> _Problem requirements_: Locate each line below that contains the word "meadow" and copy those lines out in full.

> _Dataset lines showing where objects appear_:
▬▬▬▬▬▬

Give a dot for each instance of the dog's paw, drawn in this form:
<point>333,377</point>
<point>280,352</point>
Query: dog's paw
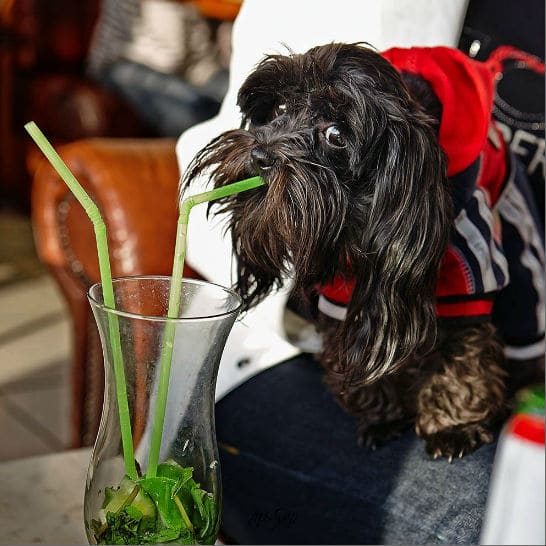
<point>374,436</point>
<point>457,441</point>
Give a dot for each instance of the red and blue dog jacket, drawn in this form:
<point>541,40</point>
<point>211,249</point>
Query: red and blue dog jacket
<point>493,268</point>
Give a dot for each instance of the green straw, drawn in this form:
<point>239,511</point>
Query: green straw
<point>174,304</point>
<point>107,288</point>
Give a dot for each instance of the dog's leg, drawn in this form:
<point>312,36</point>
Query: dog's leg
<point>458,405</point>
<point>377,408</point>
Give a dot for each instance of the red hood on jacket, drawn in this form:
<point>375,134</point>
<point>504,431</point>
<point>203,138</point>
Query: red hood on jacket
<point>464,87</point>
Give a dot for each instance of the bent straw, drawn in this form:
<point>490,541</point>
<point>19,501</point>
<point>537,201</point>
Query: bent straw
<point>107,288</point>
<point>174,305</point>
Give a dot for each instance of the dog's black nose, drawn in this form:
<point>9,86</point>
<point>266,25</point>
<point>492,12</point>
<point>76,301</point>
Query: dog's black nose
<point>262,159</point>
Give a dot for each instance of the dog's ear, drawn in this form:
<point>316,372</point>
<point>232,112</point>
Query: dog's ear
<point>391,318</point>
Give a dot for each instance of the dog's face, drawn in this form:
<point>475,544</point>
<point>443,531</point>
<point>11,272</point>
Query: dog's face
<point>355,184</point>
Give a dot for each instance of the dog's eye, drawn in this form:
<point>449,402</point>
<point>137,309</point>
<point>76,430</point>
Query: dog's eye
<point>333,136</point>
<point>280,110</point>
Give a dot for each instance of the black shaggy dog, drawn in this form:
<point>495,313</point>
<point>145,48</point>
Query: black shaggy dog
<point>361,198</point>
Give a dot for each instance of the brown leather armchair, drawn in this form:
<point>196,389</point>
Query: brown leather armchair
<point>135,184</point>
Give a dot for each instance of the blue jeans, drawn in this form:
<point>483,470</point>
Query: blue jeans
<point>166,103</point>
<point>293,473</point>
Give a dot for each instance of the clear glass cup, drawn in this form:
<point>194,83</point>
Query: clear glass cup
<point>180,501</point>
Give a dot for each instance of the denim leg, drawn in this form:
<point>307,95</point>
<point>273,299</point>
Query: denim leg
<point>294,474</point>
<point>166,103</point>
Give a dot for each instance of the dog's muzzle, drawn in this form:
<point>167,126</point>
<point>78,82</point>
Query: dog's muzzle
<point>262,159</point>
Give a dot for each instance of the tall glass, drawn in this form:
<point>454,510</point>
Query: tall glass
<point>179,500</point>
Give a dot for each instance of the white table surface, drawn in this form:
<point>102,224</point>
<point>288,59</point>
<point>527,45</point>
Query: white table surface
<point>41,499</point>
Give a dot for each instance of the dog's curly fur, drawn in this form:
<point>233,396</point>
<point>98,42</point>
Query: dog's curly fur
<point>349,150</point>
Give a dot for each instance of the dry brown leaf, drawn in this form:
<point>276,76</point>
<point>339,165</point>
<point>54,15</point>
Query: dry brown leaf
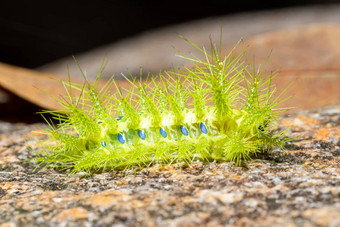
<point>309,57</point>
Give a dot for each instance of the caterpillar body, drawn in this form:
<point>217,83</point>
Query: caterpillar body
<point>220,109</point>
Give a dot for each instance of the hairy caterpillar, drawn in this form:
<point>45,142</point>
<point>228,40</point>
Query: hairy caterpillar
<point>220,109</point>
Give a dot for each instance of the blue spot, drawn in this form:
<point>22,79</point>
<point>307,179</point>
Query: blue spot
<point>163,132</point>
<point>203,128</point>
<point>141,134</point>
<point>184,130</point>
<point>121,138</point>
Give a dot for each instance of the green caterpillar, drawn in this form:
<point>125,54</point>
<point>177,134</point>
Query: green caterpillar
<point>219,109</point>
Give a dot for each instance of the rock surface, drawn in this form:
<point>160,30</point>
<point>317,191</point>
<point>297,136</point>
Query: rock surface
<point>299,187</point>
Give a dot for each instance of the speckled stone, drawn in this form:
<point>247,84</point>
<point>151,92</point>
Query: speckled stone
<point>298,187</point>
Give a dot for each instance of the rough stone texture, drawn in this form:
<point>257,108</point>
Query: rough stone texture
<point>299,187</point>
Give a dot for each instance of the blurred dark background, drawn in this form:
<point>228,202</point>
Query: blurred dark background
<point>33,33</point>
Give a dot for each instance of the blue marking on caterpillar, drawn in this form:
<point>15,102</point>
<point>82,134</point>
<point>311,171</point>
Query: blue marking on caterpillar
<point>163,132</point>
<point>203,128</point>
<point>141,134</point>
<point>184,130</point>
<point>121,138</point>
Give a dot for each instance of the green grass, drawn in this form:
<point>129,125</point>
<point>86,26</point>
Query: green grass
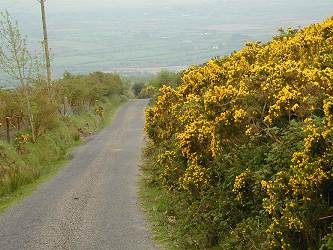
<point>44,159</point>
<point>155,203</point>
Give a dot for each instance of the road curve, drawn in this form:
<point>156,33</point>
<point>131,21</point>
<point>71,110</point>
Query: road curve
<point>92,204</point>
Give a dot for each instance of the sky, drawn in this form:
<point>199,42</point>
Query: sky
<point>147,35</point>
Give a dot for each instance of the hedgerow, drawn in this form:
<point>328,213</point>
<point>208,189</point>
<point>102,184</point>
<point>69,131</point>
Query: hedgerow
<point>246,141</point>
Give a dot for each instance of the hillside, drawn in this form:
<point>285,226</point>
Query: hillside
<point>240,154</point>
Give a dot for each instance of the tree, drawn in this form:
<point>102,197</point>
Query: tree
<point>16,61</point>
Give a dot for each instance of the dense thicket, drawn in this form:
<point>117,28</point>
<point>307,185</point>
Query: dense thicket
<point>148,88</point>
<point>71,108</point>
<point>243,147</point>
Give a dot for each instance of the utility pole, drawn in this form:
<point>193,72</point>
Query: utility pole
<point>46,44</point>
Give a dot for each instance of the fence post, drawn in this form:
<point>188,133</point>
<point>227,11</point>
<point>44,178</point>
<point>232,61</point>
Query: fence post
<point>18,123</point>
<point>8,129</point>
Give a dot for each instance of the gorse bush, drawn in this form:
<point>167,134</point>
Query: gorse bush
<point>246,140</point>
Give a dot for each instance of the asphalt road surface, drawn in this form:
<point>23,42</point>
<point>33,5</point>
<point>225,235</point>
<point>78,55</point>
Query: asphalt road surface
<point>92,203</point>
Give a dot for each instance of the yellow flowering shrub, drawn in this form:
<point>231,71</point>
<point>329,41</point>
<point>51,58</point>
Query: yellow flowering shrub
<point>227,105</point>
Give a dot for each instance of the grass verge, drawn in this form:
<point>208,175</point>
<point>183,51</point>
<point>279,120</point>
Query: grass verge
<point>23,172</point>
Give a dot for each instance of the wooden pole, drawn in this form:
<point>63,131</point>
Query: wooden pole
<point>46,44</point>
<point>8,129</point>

▬▬▬▬▬▬

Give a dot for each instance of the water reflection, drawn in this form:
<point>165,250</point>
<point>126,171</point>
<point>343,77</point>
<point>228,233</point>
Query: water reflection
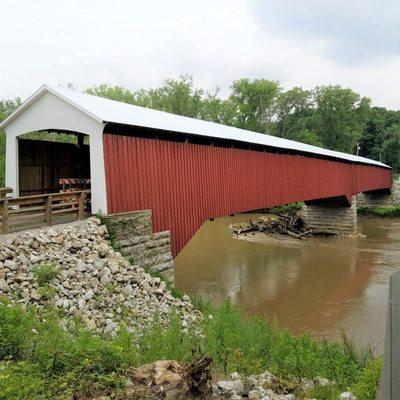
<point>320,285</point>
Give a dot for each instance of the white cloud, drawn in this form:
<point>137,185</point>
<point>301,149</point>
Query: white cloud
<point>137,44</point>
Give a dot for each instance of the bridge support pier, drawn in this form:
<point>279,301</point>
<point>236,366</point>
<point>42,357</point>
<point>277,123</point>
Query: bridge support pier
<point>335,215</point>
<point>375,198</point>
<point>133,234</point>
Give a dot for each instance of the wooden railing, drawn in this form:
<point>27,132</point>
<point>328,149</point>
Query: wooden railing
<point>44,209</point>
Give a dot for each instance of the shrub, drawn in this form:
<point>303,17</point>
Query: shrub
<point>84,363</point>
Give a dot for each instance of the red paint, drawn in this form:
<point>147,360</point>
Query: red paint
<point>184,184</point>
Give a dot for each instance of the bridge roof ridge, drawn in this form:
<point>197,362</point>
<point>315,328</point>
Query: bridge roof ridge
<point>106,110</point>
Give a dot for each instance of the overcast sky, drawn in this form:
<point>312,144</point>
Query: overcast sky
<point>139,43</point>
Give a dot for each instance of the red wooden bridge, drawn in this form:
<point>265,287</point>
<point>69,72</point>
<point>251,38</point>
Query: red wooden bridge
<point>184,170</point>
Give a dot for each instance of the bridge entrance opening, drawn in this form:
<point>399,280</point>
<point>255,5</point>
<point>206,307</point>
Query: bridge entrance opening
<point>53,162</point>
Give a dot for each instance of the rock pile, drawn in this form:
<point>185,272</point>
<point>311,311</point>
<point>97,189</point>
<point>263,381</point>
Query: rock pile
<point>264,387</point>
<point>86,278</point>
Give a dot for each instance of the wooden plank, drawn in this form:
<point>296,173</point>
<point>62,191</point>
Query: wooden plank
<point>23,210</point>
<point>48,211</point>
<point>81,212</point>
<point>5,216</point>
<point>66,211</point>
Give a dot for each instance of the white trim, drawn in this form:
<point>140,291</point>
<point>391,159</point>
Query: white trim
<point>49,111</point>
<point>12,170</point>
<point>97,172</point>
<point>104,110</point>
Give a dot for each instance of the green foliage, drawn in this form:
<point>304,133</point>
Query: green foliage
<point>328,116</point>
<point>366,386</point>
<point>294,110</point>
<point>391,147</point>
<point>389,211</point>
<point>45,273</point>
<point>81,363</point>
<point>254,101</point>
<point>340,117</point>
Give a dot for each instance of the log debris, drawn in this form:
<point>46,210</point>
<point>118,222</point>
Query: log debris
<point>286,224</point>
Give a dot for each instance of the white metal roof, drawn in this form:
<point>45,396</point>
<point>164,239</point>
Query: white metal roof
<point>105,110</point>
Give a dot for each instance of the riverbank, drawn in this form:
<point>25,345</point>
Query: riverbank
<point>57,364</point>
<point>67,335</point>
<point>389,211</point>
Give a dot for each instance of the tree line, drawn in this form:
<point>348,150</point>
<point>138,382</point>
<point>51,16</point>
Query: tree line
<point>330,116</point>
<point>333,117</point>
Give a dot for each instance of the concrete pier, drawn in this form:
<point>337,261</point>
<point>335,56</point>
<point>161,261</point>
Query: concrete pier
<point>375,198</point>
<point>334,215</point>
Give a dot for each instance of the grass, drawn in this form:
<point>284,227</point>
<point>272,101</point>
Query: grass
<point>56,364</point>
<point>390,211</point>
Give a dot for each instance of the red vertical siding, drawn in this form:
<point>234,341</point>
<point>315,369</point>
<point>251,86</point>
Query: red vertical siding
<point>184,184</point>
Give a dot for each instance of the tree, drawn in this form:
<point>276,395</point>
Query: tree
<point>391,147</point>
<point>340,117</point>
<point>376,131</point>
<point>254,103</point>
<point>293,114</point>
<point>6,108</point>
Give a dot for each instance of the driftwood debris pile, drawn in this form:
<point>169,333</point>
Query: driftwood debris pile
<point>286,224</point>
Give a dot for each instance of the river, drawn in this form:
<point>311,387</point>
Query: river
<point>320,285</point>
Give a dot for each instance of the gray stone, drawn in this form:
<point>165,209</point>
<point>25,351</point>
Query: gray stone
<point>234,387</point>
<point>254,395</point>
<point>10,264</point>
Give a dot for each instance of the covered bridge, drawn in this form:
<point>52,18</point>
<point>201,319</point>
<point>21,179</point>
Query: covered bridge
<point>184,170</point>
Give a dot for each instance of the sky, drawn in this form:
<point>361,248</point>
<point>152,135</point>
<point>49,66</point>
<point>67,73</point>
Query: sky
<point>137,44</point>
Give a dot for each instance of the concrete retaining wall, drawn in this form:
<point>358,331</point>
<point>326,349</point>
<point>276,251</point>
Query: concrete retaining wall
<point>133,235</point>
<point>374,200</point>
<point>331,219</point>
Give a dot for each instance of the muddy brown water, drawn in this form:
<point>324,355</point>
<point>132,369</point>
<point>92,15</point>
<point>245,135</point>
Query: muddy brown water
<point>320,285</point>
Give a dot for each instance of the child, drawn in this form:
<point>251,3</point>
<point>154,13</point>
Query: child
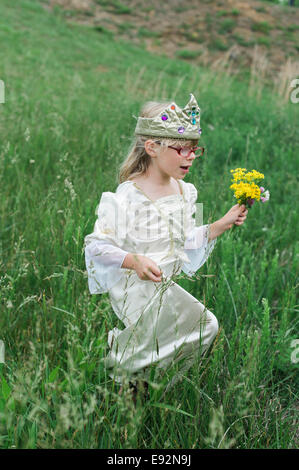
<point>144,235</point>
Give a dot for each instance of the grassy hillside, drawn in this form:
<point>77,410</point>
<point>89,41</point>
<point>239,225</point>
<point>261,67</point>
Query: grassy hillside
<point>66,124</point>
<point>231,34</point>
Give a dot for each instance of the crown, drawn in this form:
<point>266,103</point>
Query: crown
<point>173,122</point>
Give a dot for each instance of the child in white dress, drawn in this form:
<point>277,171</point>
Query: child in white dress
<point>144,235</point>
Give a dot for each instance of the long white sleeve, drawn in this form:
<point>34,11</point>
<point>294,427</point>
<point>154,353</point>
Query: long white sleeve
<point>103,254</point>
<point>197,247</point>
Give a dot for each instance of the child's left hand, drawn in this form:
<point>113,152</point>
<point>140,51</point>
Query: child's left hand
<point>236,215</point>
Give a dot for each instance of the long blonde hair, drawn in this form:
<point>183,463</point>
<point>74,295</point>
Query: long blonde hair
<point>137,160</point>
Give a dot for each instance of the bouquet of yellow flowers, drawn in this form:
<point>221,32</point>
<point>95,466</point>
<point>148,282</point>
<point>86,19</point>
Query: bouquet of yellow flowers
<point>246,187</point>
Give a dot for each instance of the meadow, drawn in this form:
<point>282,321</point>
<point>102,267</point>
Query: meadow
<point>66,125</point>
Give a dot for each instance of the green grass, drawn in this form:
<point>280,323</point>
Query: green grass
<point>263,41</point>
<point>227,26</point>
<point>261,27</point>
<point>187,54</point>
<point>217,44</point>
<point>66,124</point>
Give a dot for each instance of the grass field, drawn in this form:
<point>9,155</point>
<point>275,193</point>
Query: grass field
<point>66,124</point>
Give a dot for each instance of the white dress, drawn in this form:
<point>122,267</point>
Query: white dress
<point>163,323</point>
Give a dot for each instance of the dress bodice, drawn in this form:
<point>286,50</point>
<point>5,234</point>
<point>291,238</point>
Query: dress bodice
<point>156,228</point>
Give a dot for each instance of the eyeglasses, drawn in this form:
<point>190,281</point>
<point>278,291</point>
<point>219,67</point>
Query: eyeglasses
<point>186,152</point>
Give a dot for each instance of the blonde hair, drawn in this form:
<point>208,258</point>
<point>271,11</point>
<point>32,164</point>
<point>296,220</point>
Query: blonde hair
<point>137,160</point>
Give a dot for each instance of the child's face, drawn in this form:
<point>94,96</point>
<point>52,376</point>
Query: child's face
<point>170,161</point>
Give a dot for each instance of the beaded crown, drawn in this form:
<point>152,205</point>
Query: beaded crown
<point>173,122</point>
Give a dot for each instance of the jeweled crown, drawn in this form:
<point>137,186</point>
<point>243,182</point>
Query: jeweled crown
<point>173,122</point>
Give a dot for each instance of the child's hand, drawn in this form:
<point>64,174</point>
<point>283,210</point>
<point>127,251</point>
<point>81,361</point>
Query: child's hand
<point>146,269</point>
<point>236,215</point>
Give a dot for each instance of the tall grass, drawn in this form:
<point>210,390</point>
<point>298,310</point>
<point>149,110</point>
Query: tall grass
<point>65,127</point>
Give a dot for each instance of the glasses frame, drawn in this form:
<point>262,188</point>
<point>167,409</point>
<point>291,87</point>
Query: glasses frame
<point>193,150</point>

▬▬▬▬▬▬

> _Written answer_:
Give a dot for each instance of the meadow, drawn in this form:
Query: meadow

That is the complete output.